* _Instructions for the task_: Render every line of the listing below as a JSON list of strings, one string per line, with blank lines omitted. Exclude the pictures from the result.

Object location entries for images
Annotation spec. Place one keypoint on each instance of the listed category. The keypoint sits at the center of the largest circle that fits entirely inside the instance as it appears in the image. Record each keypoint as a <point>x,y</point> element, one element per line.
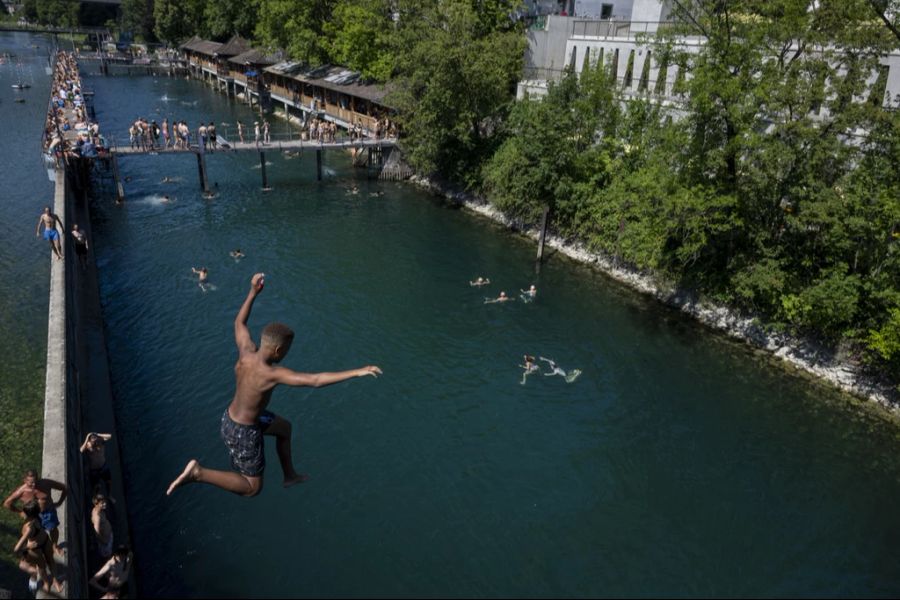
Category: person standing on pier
<point>81,245</point>
<point>50,221</point>
<point>102,526</point>
<point>40,490</point>
<point>165,130</point>
<point>246,419</point>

* _The response_:
[
  "Annotation spec. Place one keypoint on each instance of the listed category. The keypoint sits at the center of the largest circle that fits entirely inside the instance as it appears in the image. Record each keypoint as a <point>x,y</point> element, one element per line.",
  "Category: person standing on pier",
  "<point>81,245</point>",
  "<point>50,221</point>",
  "<point>102,526</point>",
  "<point>40,490</point>",
  "<point>165,130</point>",
  "<point>246,419</point>"
]